### [DATASET ENTRIES]

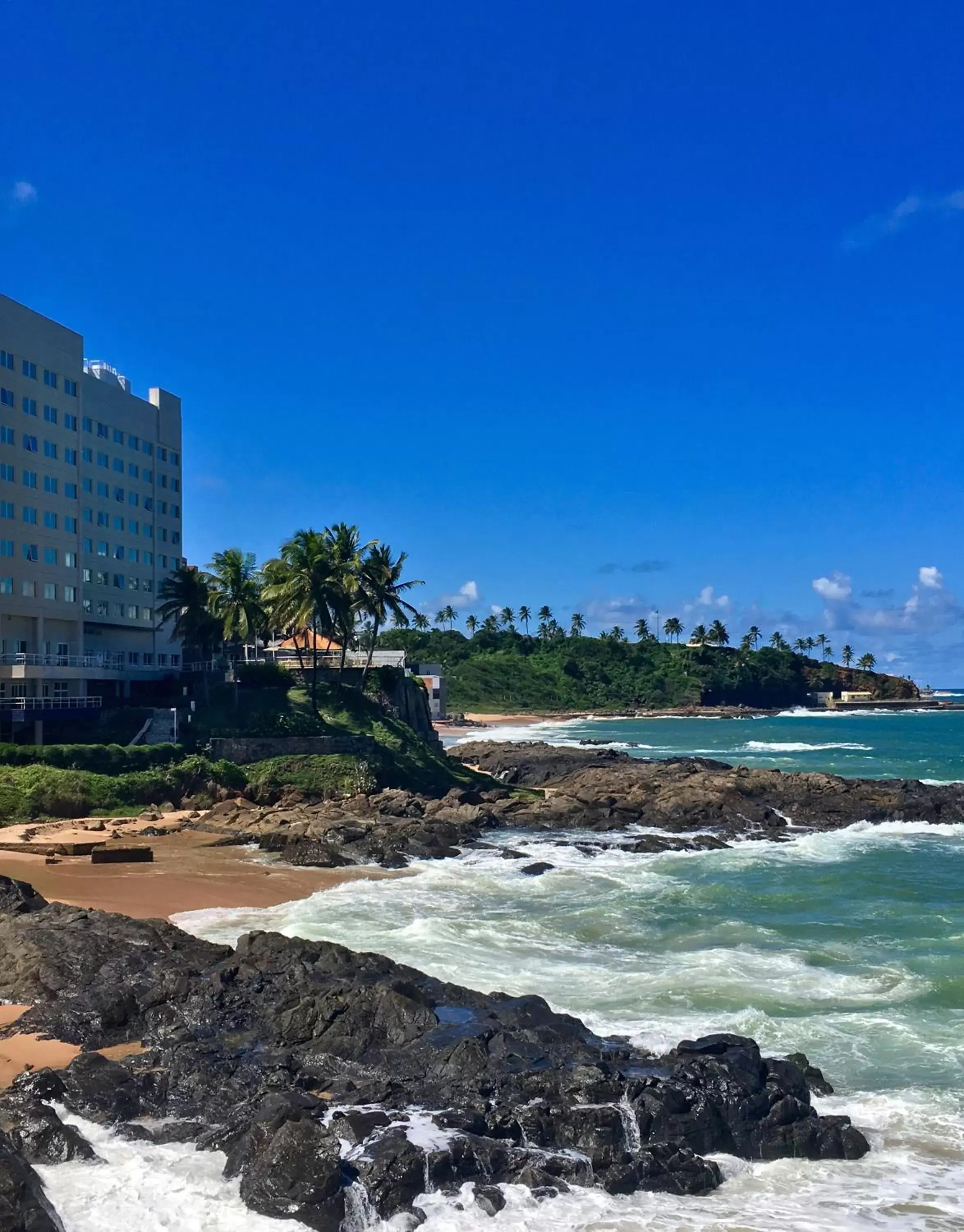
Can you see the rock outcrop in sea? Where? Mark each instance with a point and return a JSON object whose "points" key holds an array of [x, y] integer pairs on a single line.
{"points": [[339, 1082]]}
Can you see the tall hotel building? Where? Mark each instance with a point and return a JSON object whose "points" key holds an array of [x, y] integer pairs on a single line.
{"points": [[90, 523]]}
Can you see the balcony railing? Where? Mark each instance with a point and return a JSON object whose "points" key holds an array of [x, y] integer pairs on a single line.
{"points": [[50, 703], [111, 662]]}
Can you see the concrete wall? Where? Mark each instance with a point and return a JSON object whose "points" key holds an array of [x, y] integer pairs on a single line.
{"points": [[244, 749]]}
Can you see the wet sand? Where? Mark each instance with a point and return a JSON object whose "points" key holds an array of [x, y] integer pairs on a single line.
{"points": [[188, 874]]}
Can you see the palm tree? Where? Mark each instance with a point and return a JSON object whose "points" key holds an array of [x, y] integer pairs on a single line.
{"points": [[302, 593], [718, 635], [380, 593], [236, 595], [347, 554]]}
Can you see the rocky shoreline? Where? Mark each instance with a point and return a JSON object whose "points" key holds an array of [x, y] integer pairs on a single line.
{"points": [[685, 801], [312, 1069]]}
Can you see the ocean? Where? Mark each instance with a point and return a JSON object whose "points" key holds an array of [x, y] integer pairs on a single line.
{"points": [[849, 947]]}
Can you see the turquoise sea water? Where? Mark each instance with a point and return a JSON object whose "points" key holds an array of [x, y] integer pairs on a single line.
{"points": [[849, 947]]}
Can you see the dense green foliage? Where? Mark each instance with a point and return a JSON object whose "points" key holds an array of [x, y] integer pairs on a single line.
{"points": [[96, 758], [504, 669], [40, 791]]}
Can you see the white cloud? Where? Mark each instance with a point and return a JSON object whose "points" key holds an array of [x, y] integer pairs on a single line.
{"points": [[468, 593], [836, 587], [878, 227], [23, 193]]}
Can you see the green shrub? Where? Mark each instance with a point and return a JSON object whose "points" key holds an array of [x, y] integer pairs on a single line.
{"points": [[95, 758]]}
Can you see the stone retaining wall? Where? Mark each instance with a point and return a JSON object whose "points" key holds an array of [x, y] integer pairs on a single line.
{"points": [[244, 749]]}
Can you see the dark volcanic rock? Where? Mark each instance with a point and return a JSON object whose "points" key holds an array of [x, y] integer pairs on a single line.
{"points": [[282, 1046], [24, 1205]]}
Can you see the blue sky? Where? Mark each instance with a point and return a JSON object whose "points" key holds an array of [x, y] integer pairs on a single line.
{"points": [[599, 306]]}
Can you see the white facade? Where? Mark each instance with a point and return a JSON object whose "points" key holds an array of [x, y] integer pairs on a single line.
{"points": [[90, 518]]}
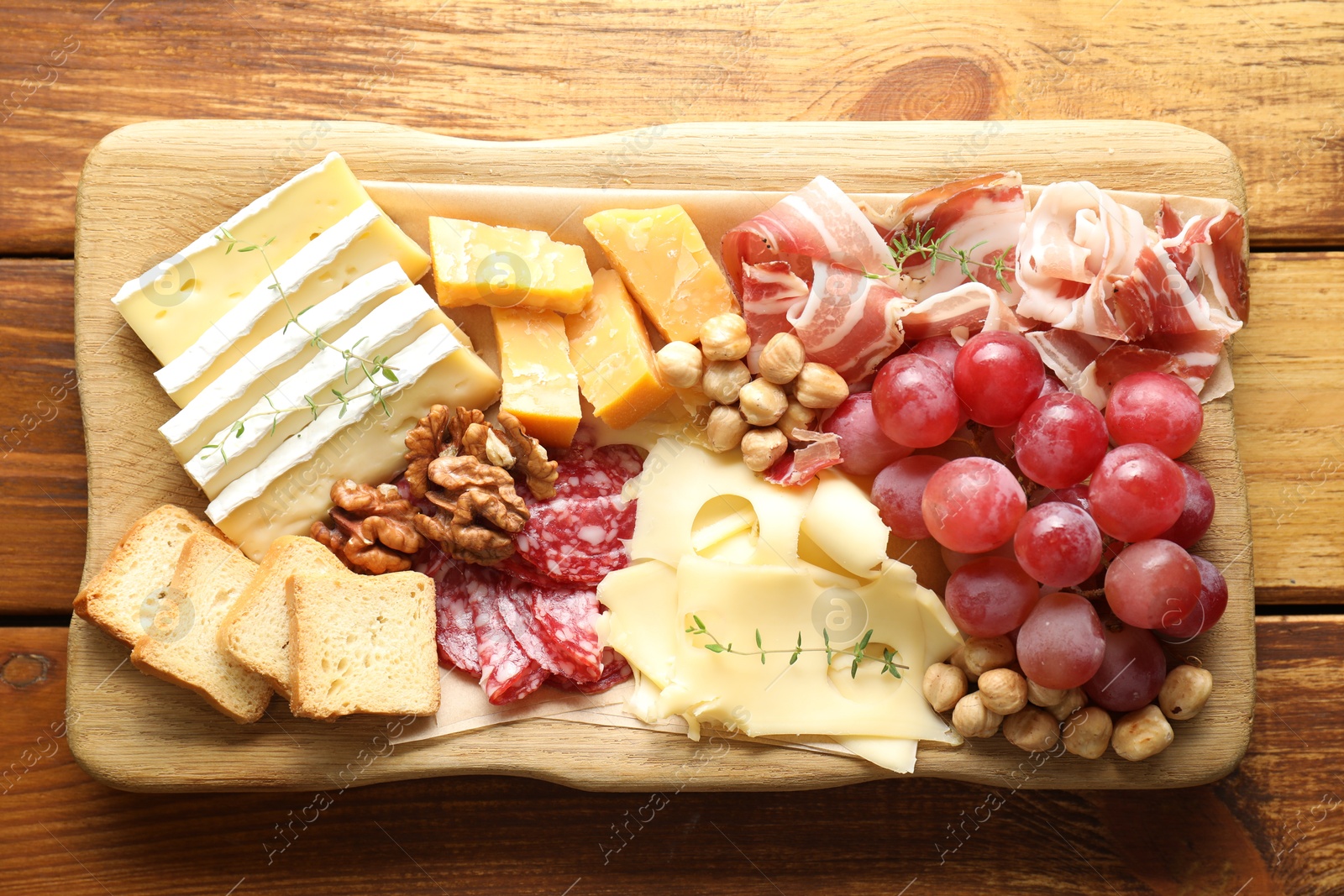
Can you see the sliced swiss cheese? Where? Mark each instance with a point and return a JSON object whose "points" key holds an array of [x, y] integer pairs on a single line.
{"points": [[239, 448], [292, 486], [506, 268], [667, 266], [680, 479], [541, 385], [277, 358], [360, 244], [613, 356], [178, 300]]}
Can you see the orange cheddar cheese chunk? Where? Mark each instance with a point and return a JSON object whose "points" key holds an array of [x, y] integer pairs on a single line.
{"points": [[665, 265], [541, 387], [506, 268], [612, 354]]}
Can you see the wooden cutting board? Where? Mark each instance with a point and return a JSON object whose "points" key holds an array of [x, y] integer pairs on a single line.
{"points": [[151, 188]]}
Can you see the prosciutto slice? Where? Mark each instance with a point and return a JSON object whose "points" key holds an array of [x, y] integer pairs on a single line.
{"points": [[1075, 244], [816, 223], [981, 217], [803, 266]]}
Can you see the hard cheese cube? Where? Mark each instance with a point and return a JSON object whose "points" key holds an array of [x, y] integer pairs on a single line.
{"points": [[541, 385], [611, 351], [665, 265], [506, 268]]}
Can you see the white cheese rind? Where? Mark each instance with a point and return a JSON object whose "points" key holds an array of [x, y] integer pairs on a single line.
{"points": [[367, 445], [362, 242], [277, 358], [178, 300], [385, 331]]}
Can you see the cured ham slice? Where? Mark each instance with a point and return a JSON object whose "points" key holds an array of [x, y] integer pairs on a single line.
{"points": [[1075, 244], [980, 217], [816, 223]]}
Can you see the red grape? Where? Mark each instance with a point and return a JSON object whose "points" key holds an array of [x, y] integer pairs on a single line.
{"points": [[1136, 493], [864, 448], [1058, 544], [1155, 409], [991, 597], [1200, 510], [1061, 439], [914, 402], [1209, 609], [898, 492], [1152, 584], [998, 375], [1132, 671], [940, 349], [953, 560], [974, 504], [1061, 645]]}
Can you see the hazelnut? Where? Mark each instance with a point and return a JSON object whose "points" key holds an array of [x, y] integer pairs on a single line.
{"points": [[680, 364], [781, 359], [1184, 692], [763, 448], [972, 719], [944, 685], [1043, 696], [725, 338], [1032, 730], [725, 429], [1073, 699], [958, 658], [984, 654], [1088, 732], [725, 379], [819, 385], [1142, 734], [1003, 691], [763, 402], [796, 418]]}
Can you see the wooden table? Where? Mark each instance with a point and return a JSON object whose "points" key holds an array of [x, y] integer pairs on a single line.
{"points": [[1267, 80]]}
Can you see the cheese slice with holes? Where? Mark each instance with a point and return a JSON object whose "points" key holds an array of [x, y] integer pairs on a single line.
{"points": [[245, 443], [291, 490], [280, 356], [178, 300], [360, 244]]}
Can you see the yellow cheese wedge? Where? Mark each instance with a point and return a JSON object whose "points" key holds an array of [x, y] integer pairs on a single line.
{"points": [[506, 268], [541, 385], [667, 266], [611, 351]]}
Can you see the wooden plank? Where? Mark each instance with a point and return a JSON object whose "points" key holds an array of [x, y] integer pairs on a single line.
{"points": [[1289, 405], [123, 217], [1290, 452], [74, 71], [42, 454], [1274, 826]]}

### [THE REQUEST]
Write out all the records again, changing "Mark each instance with a point" to "Put a point on every instance" each time it appears and keeping everything else the same. Leave the pictures out.

### [WRITTEN SOLUTION]
Can you see the rock outcrop in sea? Where? Put a point on every instance and return a JSON object whose "points" key holds an array of [x, y] integer pairs on a single line.
{"points": [[339, 1082]]}
Can you see the tall hotel building? Where? Put a point on every instance and return a JSON object whose "points" key holds an array of [x, y] integer pairs on a single line.
{"points": [[90, 523]]}
Can you see the balcony railing? Where? Put a point on every instance and return a JSON object whose "points" key holds an array of [x, y] integer pairs on a single line.
{"points": [[50, 703], [111, 662]]}
Can you see the concrete wall? Where? Put a point on every instance and return a JSON object whose "points" key holds an array of [x, y] integer pairs on a single line.
{"points": [[244, 749]]}
Can you see the wet sand? Where? Put a point on every instance and return a JSON object whose "points" key holds an array of [x, y] integer pairs on a single line.
{"points": [[188, 874]]}
Can you see the palm tree? Where? Put a point on every instance and return a JSON object whose "points" key holds an array of [x, y] integer pairs on a single line.
{"points": [[302, 593], [718, 635], [380, 593], [236, 595], [347, 554]]}
Can you see the rocky shoreline? Where? Put a point on every instance and return a JSON object whose "points" key holds an array of [x, y] integer pairs on a single line.
{"points": [[685, 801], [312, 1069]]}
Can you see the ocean? Where? Put a point on every instance and return a JSON object whose "points" key holds an array of [x, y] integer pairs on a single line.
{"points": [[849, 947]]}
Can you see the turquoise sea water? Where? Put a point on every instance and return a JSON object whose "points" key holds an array of [x, y] integer pairs on a single line.
{"points": [[849, 947]]}
Can you see the dense green foliage? Where? Put a point on every instance and return a JSON object whose "points" key holds an array of [x, y] integer pairs on a single line.
{"points": [[96, 758], [504, 669], [40, 791]]}
Can you see the white cloud? Where? Put a point on every instance and return a JSON object whose "points" key holds an array of [x, y] integer pairs on a single line.
{"points": [[468, 593], [836, 587], [878, 227], [23, 193]]}
Can you see the green shrub? Where? Put a point on every instance and return a JSON object whose "points" key holds an array of [x, y] integer pairs on a single line.
{"points": [[95, 758]]}
Can you see the stone retaining wall? Where? Put a point on every instance and return a JSON object whose "points" key holds an array of [x, y] integer pairs on a single line.
{"points": [[244, 749]]}
Can you see the dark volcanic rock? Where? Put a point on every instance and return a JSON object whose "points" key holds an array of [x, y] integer pairs on a single line.
{"points": [[282, 1046], [24, 1205]]}
Can you see the blue sky? Where? Put a point on every instance and return a JSON object whose "points" key holds an array of [x, y] integer pairs on a single line.
{"points": [[599, 306]]}
Can you see the white facade? Where? Put a point on every instance and return a JSON object whose "points" key holds an array of [x, y] integer pairs on a single line.
{"points": [[90, 518]]}
Can you see the sliced swiss cheese? Where? Put a point on every instance and return a JSON object whose "points" key holds an array of [x, y] integer pairs on a single line.
{"points": [[239, 448], [292, 486], [506, 268], [667, 266], [680, 479], [541, 385], [277, 358], [360, 244], [613, 356], [178, 300]]}
Can you see the orange cheddar cheese chunk? Where? Put a point on every instance and return a JSON object whose "points" key holds an array of [x, y] integer pairs on a single line.
{"points": [[665, 265], [541, 387], [506, 268], [612, 354]]}
Can you see the wooden cutting board? Where? Put a point on every instance and return a JSON object whose "points" key holds an array of [x, y] integer pairs on a single line.
{"points": [[151, 188]]}
Can you see the prosciutto slice? Where? Put a point on every instance and return a JSON object whose "points" key holds an array of [x, y] integer pairs on a single line.
{"points": [[1075, 244], [816, 223], [981, 217], [803, 266]]}
Can you see the hard cheese cube? Where? Put a point on every instance and return a JSON object whose "points" key holds an array of [x, y] integer pairs on a single line.
{"points": [[541, 385], [611, 351], [665, 265], [506, 268]]}
Can you see the white cheese rind? Where? Put a point on every instance and return a JSON object whose "points" key holds an array of [x, y] integer pairs on a single line.
{"points": [[367, 445], [362, 242], [277, 358], [178, 300], [385, 331]]}
Can you see the cured ham slice? Where? Put a point on every instance and return a JSON object whose "points" key holds an array of [x, y] integer pairs on a single line.
{"points": [[1075, 244], [980, 217], [816, 223]]}
Can you see the red grape? Where? Put a point on every instance and return a JSON object whose "points" key holds an array of [x, y] integer pairs on a single line.
{"points": [[1136, 493], [864, 448], [1058, 544], [1155, 409], [991, 597], [1200, 510], [1061, 439], [914, 402], [1209, 609], [898, 492], [1152, 584], [998, 375], [1132, 671], [940, 349], [953, 560], [974, 504], [1061, 645]]}
Can you see the hazelnut? Where? Put a point on every instance and return a JSON object whose "points" key holds an array of [x, y] integer pairs on a single line.
{"points": [[680, 364], [781, 359], [1184, 692], [763, 448], [972, 719], [944, 685], [1043, 696], [725, 338], [1032, 730], [725, 429], [1073, 699], [958, 658], [984, 654], [1088, 732], [725, 379], [819, 385], [1142, 734], [1003, 691], [763, 402], [796, 418]]}
Can you see the wooden table? Where? Put a point on every instance and return a JSON object whose "points" key holds an array of [x, y] integer pairs on a single line.
{"points": [[1267, 80]]}
Can you see the cheese slice with holes? Where? Put a point on every instance and return a JSON object whose "points" key holds an array of [x, y] integer pairs on a single line.
{"points": [[245, 443], [291, 490], [280, 356], [178, 300], [360, 244]]}
Can you see the yellow cheese wedge? Where? Put a point on every instance and return a JSON object whose "points" key holds an array of [x, y] integer pairs on a single line.
{"points": [[506, 268], [541, 385], [667, 266], [611, 351]]}
Can you see the wooden plank? Where? Put a point on every instance and return a JSON object whose "points" key holds an array of [x, y] integer pairs on a single line.
{"points": [[1289, 405], [123, 217], [1290, 452], [74, 71], [42, 454], [1274, 826]]}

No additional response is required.